Output the data below in full, character for character.

#####

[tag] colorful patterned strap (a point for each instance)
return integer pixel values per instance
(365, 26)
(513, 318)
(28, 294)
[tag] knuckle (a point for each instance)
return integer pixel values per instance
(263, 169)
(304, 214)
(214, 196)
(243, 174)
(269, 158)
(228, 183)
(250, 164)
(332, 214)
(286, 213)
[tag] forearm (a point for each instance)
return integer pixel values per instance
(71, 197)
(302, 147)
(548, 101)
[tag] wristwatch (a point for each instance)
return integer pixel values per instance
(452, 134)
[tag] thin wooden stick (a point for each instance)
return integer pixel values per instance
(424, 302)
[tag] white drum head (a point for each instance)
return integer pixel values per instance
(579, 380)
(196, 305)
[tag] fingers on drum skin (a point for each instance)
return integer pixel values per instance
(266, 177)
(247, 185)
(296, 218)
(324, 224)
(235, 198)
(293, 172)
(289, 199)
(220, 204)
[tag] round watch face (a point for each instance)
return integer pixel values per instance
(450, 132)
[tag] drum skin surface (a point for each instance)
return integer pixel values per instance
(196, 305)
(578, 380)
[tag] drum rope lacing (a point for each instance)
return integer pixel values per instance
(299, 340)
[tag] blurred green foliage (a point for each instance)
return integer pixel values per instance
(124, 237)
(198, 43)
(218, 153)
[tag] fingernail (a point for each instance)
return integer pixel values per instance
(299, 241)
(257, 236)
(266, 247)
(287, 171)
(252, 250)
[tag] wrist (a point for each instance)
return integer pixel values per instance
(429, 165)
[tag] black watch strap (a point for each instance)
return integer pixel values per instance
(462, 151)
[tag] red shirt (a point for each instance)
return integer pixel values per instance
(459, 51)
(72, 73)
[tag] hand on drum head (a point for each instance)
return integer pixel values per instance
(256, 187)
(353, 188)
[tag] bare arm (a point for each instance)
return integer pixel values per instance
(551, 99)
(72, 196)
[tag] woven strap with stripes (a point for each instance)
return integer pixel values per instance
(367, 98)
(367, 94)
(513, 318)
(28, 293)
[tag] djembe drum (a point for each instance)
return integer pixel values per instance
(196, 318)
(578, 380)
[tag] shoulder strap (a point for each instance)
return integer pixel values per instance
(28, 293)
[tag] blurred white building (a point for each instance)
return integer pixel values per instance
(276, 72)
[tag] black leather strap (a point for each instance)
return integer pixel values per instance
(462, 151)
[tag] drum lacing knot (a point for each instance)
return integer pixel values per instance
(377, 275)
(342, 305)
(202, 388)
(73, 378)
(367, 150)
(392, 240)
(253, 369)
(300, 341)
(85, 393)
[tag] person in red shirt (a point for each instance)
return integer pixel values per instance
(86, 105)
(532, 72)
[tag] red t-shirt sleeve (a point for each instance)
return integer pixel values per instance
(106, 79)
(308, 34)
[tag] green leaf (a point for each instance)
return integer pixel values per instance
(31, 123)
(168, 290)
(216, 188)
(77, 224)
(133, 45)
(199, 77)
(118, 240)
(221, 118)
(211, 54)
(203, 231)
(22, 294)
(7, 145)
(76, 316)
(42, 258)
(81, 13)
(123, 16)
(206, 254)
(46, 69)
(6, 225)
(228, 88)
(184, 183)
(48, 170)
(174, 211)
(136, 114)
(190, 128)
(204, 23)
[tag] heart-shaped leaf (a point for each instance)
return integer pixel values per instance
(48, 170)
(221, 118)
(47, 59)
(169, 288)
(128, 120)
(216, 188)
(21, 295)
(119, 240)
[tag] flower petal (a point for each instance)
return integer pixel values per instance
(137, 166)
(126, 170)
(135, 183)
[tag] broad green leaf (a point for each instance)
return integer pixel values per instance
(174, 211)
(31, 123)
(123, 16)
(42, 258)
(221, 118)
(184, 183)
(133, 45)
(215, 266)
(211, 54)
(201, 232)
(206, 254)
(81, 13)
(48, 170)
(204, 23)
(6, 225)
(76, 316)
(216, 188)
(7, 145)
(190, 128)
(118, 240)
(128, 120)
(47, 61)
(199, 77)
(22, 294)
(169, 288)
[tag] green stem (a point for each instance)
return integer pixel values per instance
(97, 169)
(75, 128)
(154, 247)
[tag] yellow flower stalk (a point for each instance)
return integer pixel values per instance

#####

Answer below:
[tag] colorful patterned strap (a point for each instance)
return integer pixel values per instance
(365, 26)
(513, 318)
(28, 294)
[tag] knuckle (a point for each instance)
return integer pixel values per instance
(263, 169)
(304, 214)
(214, 196)
(243, 174)
(269, 158)
(228, 183)
(250, 164)
(332, 214)
(286, 213)
[tag] forearm (a point for each instance)
return integer pixel values per instance
(71, 197)
(302, 147)
(548, 101)
[tag] wristwatch (a point for each instance)
return integer pixel values per instance
(452, 134)
[tag] thin wooden stick (a point for each instance)
return integer pixel values per instance
(424, 302)
[tag] white drum head (a point for each instance)
return integer pixel values per instance
(579, 380)
(196, 305)
[tag] fingers on drum skin (a point for each instance)
return integer pixel values per instance
(266, 177)
(247, 185)
(296, 218)
(324, 224)
(235, 198)
(293, 172)
(289, 199)
(220, 204)
[tag] round watch face (a point for each instance)
return integer pixel values per instance
(450, 132)
[tag] drum skin surface (a point for each instance)
return integer pixel values per instance
(196, 305)
(578, 380)
[tag] drum rope lacing (a point for each instance)
return integer pixel values per instance
(299, 340)
[tag] blurred green foliage (a point for each instance)
return integer pixel values per instance
(124, 237)
(198, 43)
(218, 153)
[tag] fingernail (a point for each instance)
return integer pixel values per instance
(299, 241)
(257, 236)
(266, 247)
(287, 171)
(252, 250)
[tag] wrist (a point for each instance)
return integer pixel values per instance
(429, 165)
[tag] black watch strap (a point for each instance)
return integer pixel values per instance
(462, 151)
[tag] red shirt (a point for each instance)
return integer pixel values per instance
(459, 51)
(72, 73)
[tag] hand on drum head (a point for each instance)
return integer pixel values per instance
(256, 187)
(353, 188)
[tag] bare arm (a point for each instance)
return integer pixel values per instance
(551, 99)
(72, 196)
[tag] woven strap with stripes (a point for each instance)
return integer pixel values per instance
(367, 98)
(367, 94)
(513, 318)
(28, 293)
[tag] djembe drum (a point for each instance)
return integer pixel values per instance
(196, 318)
(578, 380)
[tag] shoulder strap (a point for each instance)
return integer pixel values per instance
(28, 293)
[tag] blurred white building (a point for each instance)
return integer pixel values per instance
(276, 72)
[tag] black leather strap (a point for each instance)
return integer pixel values per instance
(462, 151)
[tag] drum lacing knot (a point for each instance)
return integer pixel values per instance
(377, 275)
(342, 305)
(202, 388)
(73, 378)
(367, 150)
(392, 240)
(253, 369)
(300, 341)
(85, 393)
[tag] person in red shirt (a point for each instance)
return integer pixel values per instance
(86, 105)
(532, 72)
[tag] red t-shirt sleeve (a point for each instance)
return integer pixel values per instance
(106, 79)
(308, 34)
[tag] green leaf (a point for each instance)
return integer pixel values per instance
(31, 123)
(168, 290)
(216, 188)
(77, 224)
(133, 45)
(199, 77)
(118, 240)
(221, 118)
(211, 54)
(203, 231)
(22, 294)
(7, 145)
(76, 316)
(42, 258)
(81, 13)
(123, 16)
(206, 254)
(46, 69)
(6, 225)
(228, 88)
(184, 183)
(48, 170)
(174, 211)
(136, 114)
(190, 128)
(204, 23)
[tag] heart-shaped leaf (a point for each instance)
return integer pixel values per instance
(48, 170)
(221, 118)
(47, 59)
(169, 288)
(128, 120)
(216, 188)
(21, 295)
(119, 240)
[tag] flower petal (a point for each instance)
return integer pixel values per instance
(137, 166)
(126, 170)
(135, 183)
[tag] broad green leaf (a point for each instance)
return integer pixel values per instance
(174, 211)
(31, 123)
(123, 16)
(42, 258)
(221, 118)
(184, 183)
(133, 45)
(215, 266)
(211, 54)
(201, 232)
(206, 254)
(81, 13)
(48, 170)
(204, 23)
(6, 225)
(76, 316)
(216, 188)
(7, 145)
(190, 128)
(118, 240)
(128, 120)
(47, 61)
(199, 77)
(22, 294)
(169, 288)
[tag] green stem (a point for each instance)
return integer pixel values per instance
(97, 169)
(75, 128)
(154, 247)
[tag] yellow flower stalk (a point for each instance)
return integer pixel values per instance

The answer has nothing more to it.